**What to do**
Update the part of the listing that opens with the line containing "For the evaluation, point out each instance of the tree in" and runs through the end of the listing, replacing "one marker" with "a single marker" and keeping everything else unchanged. Return only that part.

↓↓↓

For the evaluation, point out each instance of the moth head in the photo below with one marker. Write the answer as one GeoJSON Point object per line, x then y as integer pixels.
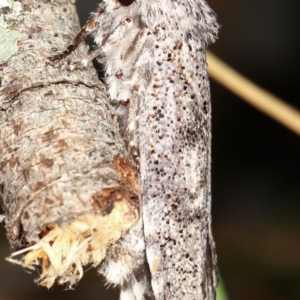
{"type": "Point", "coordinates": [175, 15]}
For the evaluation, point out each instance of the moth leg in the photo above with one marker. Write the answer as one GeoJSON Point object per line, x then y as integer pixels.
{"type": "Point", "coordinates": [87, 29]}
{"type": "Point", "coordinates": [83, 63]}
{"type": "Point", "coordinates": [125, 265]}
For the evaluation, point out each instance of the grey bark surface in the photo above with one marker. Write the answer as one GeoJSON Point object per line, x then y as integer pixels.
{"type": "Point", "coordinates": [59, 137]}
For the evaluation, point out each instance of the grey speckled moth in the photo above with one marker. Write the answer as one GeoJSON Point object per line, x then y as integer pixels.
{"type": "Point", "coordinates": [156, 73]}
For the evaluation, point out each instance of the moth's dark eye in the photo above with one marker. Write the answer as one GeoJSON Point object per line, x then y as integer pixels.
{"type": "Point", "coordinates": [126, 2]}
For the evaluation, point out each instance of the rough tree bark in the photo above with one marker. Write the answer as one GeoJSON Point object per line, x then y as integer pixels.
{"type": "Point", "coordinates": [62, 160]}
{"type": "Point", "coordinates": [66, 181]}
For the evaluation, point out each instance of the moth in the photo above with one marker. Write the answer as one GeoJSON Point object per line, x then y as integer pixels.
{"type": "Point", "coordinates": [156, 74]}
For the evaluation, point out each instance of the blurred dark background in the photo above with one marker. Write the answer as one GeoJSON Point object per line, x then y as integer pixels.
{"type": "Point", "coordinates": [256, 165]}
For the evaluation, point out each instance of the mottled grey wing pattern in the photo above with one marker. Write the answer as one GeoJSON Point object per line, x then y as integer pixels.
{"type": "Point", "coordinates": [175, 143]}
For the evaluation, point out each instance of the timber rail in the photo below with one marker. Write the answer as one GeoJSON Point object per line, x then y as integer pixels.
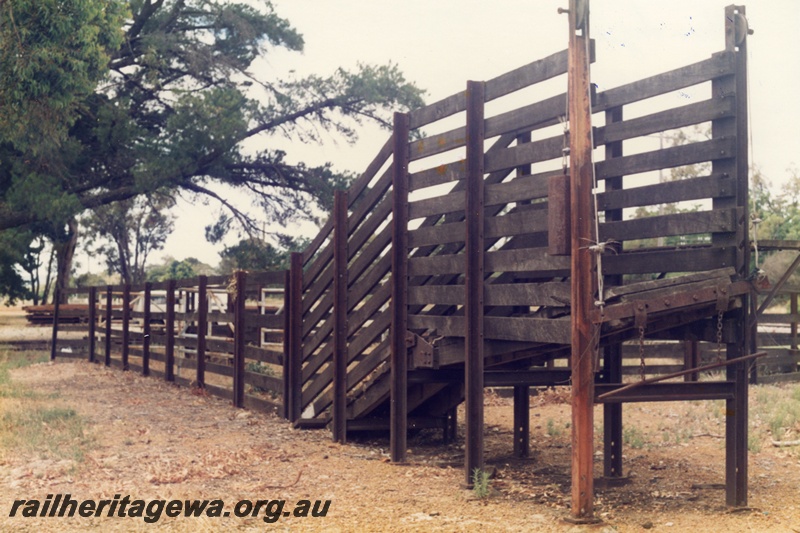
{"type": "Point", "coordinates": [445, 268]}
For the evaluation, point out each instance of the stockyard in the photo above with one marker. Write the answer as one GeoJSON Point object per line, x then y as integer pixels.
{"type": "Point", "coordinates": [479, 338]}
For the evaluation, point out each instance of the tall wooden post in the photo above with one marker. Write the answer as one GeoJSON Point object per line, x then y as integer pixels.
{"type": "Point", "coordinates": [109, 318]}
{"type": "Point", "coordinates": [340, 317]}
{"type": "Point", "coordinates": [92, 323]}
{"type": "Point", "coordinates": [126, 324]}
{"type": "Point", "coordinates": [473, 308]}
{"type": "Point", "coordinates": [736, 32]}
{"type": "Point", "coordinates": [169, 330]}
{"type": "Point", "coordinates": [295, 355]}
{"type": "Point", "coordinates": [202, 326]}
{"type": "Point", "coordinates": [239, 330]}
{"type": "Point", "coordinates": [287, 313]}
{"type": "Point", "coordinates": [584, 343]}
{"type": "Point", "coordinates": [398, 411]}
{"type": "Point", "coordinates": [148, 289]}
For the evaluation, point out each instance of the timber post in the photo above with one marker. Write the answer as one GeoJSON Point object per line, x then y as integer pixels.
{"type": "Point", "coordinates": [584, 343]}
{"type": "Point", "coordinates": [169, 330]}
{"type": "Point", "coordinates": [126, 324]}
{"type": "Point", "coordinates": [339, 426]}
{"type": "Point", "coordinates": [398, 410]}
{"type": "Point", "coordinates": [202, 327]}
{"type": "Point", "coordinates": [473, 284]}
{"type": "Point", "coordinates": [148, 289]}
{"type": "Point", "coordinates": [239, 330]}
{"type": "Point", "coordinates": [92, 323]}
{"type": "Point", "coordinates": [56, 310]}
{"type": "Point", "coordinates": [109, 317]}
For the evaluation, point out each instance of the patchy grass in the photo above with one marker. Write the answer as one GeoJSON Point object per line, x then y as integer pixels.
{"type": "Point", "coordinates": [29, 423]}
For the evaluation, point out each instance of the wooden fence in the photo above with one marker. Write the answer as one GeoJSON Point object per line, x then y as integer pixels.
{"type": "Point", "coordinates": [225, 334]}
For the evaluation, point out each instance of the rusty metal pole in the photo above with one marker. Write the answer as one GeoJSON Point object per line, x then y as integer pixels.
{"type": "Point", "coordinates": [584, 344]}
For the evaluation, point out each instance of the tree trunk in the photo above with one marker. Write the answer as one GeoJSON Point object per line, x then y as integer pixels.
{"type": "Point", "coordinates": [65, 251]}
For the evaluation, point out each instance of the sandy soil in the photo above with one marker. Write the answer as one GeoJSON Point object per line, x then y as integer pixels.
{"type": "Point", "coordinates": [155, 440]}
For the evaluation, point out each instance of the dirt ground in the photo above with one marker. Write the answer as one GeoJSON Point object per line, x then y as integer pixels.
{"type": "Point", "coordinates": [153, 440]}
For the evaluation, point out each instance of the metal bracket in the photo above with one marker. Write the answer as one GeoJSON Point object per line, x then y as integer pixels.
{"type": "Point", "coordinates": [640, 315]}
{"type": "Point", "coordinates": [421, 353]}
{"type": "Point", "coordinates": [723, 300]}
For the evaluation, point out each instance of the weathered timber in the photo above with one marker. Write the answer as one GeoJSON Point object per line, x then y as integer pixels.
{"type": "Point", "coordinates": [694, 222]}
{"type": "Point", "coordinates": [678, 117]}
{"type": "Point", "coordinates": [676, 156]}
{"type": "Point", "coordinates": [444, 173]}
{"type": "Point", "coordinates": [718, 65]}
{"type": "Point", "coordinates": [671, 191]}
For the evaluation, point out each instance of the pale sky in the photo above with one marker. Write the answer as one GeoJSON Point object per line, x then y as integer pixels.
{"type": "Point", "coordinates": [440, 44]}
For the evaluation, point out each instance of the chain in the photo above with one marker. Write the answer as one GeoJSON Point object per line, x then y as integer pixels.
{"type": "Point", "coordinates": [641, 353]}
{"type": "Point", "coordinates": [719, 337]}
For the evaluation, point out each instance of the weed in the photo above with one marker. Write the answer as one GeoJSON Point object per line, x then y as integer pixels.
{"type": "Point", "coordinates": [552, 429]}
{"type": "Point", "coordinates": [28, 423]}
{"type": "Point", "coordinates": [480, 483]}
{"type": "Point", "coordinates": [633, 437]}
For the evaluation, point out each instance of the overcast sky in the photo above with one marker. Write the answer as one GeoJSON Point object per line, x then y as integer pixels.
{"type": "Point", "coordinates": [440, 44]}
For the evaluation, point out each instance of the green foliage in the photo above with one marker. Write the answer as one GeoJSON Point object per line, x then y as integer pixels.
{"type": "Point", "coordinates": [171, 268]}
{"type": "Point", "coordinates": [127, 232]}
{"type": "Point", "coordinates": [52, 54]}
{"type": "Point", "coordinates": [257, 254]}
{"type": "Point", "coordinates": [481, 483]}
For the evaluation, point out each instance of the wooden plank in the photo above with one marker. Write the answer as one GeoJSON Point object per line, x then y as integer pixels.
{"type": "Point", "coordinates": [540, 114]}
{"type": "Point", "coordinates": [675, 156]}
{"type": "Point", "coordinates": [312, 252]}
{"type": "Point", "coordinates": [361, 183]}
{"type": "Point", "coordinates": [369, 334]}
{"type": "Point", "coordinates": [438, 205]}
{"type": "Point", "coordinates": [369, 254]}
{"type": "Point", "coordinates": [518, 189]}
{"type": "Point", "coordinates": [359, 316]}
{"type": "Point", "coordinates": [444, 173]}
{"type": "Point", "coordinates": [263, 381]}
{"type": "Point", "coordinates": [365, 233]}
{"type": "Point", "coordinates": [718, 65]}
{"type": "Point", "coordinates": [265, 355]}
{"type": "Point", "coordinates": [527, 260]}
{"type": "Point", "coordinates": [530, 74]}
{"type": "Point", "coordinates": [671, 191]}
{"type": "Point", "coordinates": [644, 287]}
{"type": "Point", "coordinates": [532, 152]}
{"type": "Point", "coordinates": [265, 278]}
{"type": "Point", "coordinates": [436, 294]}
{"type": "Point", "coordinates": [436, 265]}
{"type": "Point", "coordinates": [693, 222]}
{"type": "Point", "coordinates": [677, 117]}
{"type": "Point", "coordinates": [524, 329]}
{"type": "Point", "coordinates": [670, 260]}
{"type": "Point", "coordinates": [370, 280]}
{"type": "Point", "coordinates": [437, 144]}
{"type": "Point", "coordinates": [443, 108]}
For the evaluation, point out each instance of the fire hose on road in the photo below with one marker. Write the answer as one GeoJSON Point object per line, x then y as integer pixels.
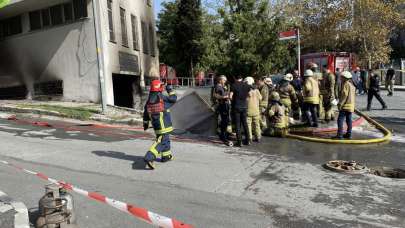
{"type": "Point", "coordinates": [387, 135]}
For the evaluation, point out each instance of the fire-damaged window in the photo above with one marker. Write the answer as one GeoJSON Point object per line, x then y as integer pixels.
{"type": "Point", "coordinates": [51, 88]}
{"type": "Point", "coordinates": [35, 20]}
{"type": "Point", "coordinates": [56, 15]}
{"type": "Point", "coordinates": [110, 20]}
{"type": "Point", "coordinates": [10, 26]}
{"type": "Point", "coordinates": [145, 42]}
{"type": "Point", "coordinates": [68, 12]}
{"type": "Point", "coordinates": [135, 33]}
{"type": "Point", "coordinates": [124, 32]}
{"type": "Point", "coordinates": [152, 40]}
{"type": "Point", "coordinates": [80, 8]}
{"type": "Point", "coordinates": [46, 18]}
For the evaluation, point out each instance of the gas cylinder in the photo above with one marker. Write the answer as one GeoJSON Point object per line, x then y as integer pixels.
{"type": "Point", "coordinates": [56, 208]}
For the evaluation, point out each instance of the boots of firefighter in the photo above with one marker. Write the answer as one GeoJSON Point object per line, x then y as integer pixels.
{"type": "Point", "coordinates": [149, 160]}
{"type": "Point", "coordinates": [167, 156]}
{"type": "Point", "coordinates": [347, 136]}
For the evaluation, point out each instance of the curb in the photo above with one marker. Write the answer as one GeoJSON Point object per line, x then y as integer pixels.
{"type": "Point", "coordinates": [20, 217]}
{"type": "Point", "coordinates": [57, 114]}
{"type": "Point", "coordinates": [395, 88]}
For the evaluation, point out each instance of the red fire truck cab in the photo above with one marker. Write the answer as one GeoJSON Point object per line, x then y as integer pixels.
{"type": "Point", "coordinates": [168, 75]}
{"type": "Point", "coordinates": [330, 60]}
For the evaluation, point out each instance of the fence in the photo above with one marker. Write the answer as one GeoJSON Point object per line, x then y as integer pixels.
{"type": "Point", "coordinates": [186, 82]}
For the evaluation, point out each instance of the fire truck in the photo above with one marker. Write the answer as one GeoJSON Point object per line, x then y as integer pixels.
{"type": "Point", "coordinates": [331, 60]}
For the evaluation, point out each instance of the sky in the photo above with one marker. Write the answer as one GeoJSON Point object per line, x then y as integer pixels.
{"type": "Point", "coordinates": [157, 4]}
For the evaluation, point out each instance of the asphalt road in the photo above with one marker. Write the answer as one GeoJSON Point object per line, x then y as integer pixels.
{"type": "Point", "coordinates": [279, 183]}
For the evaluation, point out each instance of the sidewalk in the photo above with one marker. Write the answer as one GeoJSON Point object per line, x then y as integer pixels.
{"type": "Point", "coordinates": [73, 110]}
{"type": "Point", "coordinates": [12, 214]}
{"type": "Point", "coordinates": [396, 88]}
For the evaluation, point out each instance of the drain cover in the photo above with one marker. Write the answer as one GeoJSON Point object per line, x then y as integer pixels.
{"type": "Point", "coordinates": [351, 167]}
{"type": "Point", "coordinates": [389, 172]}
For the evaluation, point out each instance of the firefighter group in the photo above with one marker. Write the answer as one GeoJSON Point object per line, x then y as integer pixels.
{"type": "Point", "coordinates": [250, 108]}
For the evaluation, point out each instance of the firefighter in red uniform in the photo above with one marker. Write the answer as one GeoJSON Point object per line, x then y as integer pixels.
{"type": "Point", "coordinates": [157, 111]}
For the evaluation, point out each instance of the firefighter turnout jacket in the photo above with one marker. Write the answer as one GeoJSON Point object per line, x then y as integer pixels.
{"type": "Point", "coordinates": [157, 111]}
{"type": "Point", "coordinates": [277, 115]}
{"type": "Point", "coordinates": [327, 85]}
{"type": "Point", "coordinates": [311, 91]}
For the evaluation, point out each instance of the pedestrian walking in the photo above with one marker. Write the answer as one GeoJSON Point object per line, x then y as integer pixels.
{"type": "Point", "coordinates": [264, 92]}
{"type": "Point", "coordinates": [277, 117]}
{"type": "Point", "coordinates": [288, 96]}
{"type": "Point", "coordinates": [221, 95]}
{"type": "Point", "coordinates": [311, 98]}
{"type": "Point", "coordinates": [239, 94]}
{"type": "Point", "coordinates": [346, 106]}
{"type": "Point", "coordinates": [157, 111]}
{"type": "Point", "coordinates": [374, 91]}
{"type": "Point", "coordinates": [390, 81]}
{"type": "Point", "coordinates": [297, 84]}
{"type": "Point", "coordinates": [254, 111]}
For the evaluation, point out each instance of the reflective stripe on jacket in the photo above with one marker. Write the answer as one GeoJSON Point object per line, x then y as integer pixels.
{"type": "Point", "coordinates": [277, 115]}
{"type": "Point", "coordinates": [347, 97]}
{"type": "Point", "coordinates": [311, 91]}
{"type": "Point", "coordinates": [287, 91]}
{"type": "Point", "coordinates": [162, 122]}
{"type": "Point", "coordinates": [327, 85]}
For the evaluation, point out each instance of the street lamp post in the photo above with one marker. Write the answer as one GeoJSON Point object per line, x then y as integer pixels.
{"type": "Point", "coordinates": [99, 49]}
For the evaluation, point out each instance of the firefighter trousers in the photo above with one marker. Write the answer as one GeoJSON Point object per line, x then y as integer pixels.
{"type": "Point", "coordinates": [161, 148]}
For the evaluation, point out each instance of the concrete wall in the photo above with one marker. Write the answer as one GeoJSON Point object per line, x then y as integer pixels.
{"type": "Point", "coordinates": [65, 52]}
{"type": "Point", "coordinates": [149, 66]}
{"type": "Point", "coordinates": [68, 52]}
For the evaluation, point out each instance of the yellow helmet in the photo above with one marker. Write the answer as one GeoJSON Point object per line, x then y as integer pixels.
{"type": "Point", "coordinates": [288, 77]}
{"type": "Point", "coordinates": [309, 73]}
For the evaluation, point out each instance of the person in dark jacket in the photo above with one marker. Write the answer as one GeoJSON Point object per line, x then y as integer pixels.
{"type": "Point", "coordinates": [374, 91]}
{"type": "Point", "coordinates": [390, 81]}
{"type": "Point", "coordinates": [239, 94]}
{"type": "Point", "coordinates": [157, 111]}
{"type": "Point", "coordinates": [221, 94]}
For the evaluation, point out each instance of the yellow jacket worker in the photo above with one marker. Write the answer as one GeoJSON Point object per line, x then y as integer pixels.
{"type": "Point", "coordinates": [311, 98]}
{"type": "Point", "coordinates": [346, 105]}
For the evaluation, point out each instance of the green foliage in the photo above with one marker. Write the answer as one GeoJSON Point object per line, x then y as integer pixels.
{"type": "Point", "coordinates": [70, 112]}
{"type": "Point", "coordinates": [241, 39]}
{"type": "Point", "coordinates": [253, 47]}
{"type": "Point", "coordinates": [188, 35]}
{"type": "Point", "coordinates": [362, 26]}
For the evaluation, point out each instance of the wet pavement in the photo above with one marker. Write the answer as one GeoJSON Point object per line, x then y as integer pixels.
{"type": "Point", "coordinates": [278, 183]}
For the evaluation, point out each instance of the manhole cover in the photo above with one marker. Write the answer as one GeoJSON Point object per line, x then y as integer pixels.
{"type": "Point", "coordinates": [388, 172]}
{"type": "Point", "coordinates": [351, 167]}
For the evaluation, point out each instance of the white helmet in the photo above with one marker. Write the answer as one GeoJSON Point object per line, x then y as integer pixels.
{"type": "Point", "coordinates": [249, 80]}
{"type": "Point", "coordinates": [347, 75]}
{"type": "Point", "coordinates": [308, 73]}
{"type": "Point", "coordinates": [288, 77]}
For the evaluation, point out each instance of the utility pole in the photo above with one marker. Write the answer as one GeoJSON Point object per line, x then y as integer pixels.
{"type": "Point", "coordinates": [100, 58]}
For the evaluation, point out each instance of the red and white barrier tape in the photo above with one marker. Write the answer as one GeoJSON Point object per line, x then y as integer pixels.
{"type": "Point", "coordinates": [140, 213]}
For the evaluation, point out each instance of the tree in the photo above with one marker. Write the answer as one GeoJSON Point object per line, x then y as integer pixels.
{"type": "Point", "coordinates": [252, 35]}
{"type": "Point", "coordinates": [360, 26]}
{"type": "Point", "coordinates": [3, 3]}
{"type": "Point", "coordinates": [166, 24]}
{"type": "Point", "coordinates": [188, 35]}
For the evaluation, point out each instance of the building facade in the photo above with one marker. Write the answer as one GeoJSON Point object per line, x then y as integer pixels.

↑↑↑

**Result for this exercise**
For the evaluation, point out each instance of the tree in the photo above with a single marker. Write the answer as one GeoJSON Point object per line, x then y as integer pixels.
{"type": "Point", "coordinates": [252, 35]}
{"type": "Point", "coordinates": [360, 26]}
{"type": "Point", "coordinates": [3, 3]}
{"type": "Point", "coordinates": [166, 24]}
{"type": "Point", "coordinates": [188, 35]}
For the evaluation, point out each instance of the building facade in the photo above with a single marker. Write the answer as one GeoJSON Point object per line, x then y as integer pixels.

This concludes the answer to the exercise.